Continúa el texto sobre la vida política en México a partir de su última oración.

— TEXTO DE ESTUDIO —
------------------------------
La vida política mexicana resiente todo tipo de transformaciones, anunciadas y no, pero sobre todo debe anotarse que sus contradicciones viejas y nuevas no dejan de aflorar. Los contrastes y las incongruencias no son pocos: a los acuerdos multicelebrados entre las fuerzas políticas les siguen incumplimientos entre los mismos firmantes. La denuncia de irregularidades se convierte en revelación indiscutible de fraude y engaños.
Si en algunos dirigentes prevalece el sentido común, tal virtud no sólo se muestra escasa, sino que en la mayoría de las fuerzas partidistas el juego sucio, la frivolidad, la opacidad y el engaño predominan y contaminan a todas sus filas. De la cumbre al sótano.
El triunfo de la anomia se despliega en todos los planos de la política y de muchas de nuestras relaciones sociales primordiales. El desprecio a las reglas y los acuerdos políticos se ha vuelto flagrante; el rechazo a los otros, una suerte de deporte sabatino. Aun así, todavía hay dentro del tráfago de la vida pública, la insistencia de no pocos de la importancia crucial que tiene para un país del tamaño y la complejidad de México, contar con reglas que todos nos comprometamos a respetar. Se trata, lo sabemos, de apenas el principio de una vida civilizada, pero sin esto la vida se acerca siempre a la violencia, a la ley del más fuerte.
Por razones varias, conocidas por todos pero cada vez más desconocidas por muchos, el origen y los cambios ocurridos en materia electoral querían cubrir y superar una falla mayor de nuestra convivencia: eliminar la desconfianza y acotar el espacio para el abuso de poder. Se quería, y se logró en gran medida, eliminar el fraude electoral para ofrecer no sólo transparencia, sino algún significado creíble a la noción de ciudadanos; para hacer efectivo el principio de mayoría y el respeto a las minorías que rige a cualquier democracia.
------------------------------
— REGISTROS PROPORCIONADOS —
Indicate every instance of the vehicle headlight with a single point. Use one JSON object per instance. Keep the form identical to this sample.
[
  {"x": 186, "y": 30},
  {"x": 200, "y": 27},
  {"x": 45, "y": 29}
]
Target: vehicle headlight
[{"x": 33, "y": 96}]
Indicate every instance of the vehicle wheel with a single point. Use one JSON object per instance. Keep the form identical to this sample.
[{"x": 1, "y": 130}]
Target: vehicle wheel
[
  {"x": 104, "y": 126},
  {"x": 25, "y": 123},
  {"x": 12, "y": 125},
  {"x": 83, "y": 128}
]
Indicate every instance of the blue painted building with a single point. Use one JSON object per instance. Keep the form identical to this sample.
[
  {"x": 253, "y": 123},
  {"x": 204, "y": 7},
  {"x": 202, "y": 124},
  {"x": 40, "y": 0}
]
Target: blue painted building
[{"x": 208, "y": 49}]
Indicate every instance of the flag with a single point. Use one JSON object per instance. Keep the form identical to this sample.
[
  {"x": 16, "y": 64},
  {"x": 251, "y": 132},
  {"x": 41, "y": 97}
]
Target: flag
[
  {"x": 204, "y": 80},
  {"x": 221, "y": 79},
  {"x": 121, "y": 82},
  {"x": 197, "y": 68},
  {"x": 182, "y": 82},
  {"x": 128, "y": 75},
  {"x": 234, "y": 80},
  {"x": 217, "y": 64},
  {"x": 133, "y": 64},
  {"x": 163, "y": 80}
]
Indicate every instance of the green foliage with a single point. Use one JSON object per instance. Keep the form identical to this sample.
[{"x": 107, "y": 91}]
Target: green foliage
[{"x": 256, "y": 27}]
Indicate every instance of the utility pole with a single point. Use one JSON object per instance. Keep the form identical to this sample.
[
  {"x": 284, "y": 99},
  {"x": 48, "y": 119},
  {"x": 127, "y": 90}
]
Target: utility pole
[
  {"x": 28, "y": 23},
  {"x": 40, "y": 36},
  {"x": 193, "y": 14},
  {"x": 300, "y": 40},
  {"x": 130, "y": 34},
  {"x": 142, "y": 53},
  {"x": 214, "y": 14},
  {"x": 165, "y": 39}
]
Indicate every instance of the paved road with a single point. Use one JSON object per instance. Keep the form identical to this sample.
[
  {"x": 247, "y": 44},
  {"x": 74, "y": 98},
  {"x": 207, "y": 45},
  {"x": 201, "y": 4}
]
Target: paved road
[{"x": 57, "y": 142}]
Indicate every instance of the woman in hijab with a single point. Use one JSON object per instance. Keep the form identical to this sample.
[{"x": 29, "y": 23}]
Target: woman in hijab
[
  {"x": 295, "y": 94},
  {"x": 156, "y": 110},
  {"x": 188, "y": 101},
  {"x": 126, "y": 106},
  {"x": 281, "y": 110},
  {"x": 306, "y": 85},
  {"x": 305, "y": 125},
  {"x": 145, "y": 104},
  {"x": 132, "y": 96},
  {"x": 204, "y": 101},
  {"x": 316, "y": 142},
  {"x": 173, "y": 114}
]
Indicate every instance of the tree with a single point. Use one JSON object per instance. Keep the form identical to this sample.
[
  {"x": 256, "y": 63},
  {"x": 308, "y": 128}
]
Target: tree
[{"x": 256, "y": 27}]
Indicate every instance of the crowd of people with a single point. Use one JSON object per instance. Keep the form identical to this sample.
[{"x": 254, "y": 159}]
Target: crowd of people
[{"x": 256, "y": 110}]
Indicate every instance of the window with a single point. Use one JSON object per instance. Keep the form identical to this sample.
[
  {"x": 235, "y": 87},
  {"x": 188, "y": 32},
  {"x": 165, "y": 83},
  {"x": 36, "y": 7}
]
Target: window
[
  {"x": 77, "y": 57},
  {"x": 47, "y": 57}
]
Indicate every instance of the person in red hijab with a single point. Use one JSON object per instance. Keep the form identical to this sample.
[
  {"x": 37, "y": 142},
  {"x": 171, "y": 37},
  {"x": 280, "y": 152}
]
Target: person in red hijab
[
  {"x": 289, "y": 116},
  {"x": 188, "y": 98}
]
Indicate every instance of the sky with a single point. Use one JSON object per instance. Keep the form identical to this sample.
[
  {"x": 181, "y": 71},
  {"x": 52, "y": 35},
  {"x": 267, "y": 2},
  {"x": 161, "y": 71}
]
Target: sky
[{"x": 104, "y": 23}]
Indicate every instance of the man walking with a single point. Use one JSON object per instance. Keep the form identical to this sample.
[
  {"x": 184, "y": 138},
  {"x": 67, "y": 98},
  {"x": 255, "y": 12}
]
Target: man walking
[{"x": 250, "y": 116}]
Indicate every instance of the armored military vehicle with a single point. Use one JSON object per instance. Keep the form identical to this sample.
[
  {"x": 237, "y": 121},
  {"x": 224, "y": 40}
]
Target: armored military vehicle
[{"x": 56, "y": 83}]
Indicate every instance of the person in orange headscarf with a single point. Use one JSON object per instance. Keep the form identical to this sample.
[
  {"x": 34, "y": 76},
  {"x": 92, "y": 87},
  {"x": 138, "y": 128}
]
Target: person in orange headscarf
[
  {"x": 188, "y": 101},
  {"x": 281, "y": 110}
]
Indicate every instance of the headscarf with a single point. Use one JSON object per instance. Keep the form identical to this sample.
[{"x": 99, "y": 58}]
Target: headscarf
------------------------------
— RESPUESTA ESCRITA —
Décadas de protestas y represiones, pronunciados caminos cuesta arriba y muchos desencuentros hubo de pasarse para darle voz y cauce al reclamo y al sacrificio de esas voces que, en 1968, pero en realidad desde mucho antes, exigían el respeto a la Constitución. Fueron necesarias décadas de esfuerzos y de imaginación política, así como de entendimiento de las muchas transformaciones que registraba la vida social.
Sin embargo, apenas establecidas las reglas del juego y explorado el rigor jurídico, empezó a ser evidente que el fraude no era más que uno de los síntomas de una enfermedad mayor que ni siquiera se había asumido por la mayoría: la ausencia de una institucionalidad real y efectivamente sustentada por simientes democráticas, lo que implica obligadamente una nueva pedagogía política y cultural.
Dimos por tarea concluida la sola construcción de un régimen de competencia electoral, con candados y cadenas de seguridad; que los partidos existentes representaban la enorme pluralidad que ya entonces se expresaba y que por esto eran los obligados convocados al juego. Así, se llegó a creer, se dejaría atrás el estridente y desafinado coro que toda diversidad ofrece. Además, se creía que con esta pluralidad un tanto cosmética podría contenerse la fragmentación territorial y mental, ahora exacerbada por una economía sometida a un estancamiento del desperdicio.
Esta fragmentación, que recorre la geografía pero está incrustada en las estructuras social y económica, conforma un riesgo mayor para el funcionamiento estable de un sistema político económico capaz de asegurar su propia reproducción. Lo construido como transición tanto de la economía como de la política no respondió como se requería.
Hoy tenemos que admitir que la transición tan celebrada se quedó chica y que ha dado de sí. Que su funcionalidad como fuente de nuevas legitimidades productivas no logró una correspondencia efectiva con una sociedad tan desigual y abierta al exterior como es hoy la mexicana.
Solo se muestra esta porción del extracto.